# DATASET
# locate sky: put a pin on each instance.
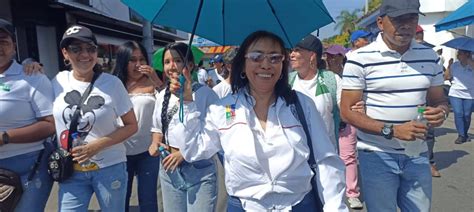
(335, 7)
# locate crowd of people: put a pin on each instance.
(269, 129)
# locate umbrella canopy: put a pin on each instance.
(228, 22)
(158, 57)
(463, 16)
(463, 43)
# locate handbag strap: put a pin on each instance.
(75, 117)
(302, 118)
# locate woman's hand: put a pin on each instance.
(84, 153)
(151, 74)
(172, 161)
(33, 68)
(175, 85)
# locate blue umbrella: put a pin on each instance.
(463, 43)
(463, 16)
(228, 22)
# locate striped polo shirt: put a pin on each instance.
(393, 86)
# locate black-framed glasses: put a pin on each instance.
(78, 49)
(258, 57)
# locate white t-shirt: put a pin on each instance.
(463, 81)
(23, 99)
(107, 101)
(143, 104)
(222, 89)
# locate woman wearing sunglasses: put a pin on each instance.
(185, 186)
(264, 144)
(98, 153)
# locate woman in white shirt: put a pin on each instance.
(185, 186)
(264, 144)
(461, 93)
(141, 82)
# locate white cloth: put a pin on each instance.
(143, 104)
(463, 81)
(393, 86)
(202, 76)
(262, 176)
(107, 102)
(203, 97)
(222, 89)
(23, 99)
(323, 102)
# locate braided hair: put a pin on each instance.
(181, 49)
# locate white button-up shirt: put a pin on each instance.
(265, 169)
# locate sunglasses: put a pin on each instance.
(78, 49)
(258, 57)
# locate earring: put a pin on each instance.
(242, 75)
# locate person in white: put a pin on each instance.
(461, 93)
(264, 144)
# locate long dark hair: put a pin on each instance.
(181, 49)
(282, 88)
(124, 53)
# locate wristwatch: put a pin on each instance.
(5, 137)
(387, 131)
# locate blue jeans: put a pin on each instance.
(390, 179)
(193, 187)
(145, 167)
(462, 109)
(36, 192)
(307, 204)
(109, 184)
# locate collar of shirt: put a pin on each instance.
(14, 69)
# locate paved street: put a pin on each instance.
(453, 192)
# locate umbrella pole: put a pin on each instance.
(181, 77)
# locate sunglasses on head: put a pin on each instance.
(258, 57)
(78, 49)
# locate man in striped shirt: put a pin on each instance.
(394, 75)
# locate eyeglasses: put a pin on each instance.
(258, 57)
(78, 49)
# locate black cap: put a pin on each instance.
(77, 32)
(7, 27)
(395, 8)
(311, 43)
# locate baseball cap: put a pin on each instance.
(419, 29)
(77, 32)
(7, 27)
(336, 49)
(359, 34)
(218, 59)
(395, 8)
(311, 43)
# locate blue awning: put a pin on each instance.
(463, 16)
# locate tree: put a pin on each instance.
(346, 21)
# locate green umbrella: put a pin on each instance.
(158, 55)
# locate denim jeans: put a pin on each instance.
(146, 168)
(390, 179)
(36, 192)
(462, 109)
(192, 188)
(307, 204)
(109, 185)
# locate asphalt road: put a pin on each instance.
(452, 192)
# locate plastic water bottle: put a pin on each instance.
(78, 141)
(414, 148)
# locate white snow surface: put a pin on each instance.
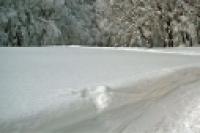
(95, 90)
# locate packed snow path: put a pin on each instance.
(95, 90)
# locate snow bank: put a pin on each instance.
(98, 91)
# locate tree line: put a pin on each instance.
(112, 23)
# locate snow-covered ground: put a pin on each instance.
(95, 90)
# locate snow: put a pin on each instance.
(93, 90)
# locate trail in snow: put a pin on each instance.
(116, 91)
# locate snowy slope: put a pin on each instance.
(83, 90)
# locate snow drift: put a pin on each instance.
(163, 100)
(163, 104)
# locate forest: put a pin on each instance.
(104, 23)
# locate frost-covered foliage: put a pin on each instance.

# REQUIREMENTS
Print every line of the records above word for word, leaving out the pictures.

# THE RESPONSE
# locate sky: put a pin on each instance.
(335, 7)
# locate crowd of people: put a pin on each instance.
(269, 129)
# locate umbrella canopy: put a pin on each instance.
(228, 22)
(158, 57)
(463, 16)
(463, 43)
# locate handbag strap: put a pin on each instance.
(75, 117)
(302, 118)
# locate woman's hand: put a pin on each instance.
(84, 153)
(151, 74)
(172, 161)
(33, 68)
(175, 85)
# locate blue umbrella: put a pin on each instance.
(463, 43)
(463, 16)
(228, 22)
# locate striped polo shirt: put a pin on each instance.
(393, 86)
# locate black-framed glasses: put a pin on each instance.
(78, 49)
(258, 57)
# locate white t-shirt: put a pin on each instance.
(463, 81)
(23, 99)
(107, 101)
(143, 104)
(222, 89)
# locate woman wearing sunglasses: put a pin on each instance.
(185, 186)
(264, 144)
(98, 153)
# locate woman in white shirt: put a pin on each instance.
(185, 186)
(264, 144)
(461, 93)
(141, 82)
# locate white cloth: put a pin on each instance.
(143, 104)
(463, 81)
(393, 86)
(202, 76)
(262, 176)
(107, 102)
(203, 97)
(222, 89)
(23, 99)
(323, 102)
# locate braided hair: put a pin on each instance.
(181, 49)
# locate white button-up shirt: put a pin on each instance.
(265, 169)
# locate sunglasses: put a pin on each instance.
(78, 49)
(258, 57)
# locate earring: put a pin on each instance.
(242, 75)
# locate person in white: put a pin on each instance.
(461, 93)
(264, 144)
# locate long dark hair: put a pin on each instance.
(181, 49)
(282, 88)
(124, 53)
# locate wristwatch: put a pin on each instance.
(5, 137)
(387, 131)
# locate blue jeans: put a pin on each instance.
(390, 179)
(193, 187)
(145, 167)
(462, 109)
(36, 192)
(307, 204)
(109, 184)
# locate collar of shirt: put a pin on each instance.
(14, 69)
# locate paved street: put a pin on each instance.
(453, 192)
# locate umbrella pole: put a pin on each instance.
(181, 77)
# locate sunglasses on head: put a pin on each instance.
(258, 57)
(78, 49)
# locate man in striped shirt: put a pin on each instance.
(394, 75)
# locate eyeglasses: put a pin on each instance.
(258, 57)
(78, 49)
# locate black cap: put a pin on each instance.
(77, 32)
(7, 27)
(395, 8)
(311, 43)
# locate baseball cap: put a pin on each instance.
(419, 29)
(77, 32)
(7, 27)
(336, 49)
(359, 34)
(218, 59)
(395, 8)
(311, 43)
# locate blue awning: put a pin on each instance.
(463, 16)
# locate tree: put a pin on each instance.
(346, 21)
# locate green umbrella: put a pin on each instance.
(158, 55)
# locate denim jeans: put a pin on each instance.
(146, 168)
(390, 179)
(36, 192)
(462, 109)
(192, 188)
(307, 204)
(109, 185)
# locate asphalt road: put a pin on each instance.
(452, 192)
# locate plastic water bottle: put a pin on each instance.
(78, 141)
(414, 148)
# locate white snow surface: put a pin on each instance.
(95, 90)
# locate packed snow path: put a pin on each instance.
(95, 90)
# locate snow bank: put a pin on each instance.
(98, 91)
# locate tree line: put a pin on each instance.
(112, 23)
# locate snow-covered ground: put a pin on each instance.
(95, 90)
# locate snow: put a pin on each instance.
(93, 90)
# locate trail in snow: put a pin on each instance.
(116, 91)
# locate snowy slope: put a pin on each instance.
(83, 90)
# locate snow drift: put a pin on each instance.
(163, 100)
(163, 104)
# locate forest: put a pin on each instance.
(104, 23)
# locate frost-covered foliage: put a pin on each instance.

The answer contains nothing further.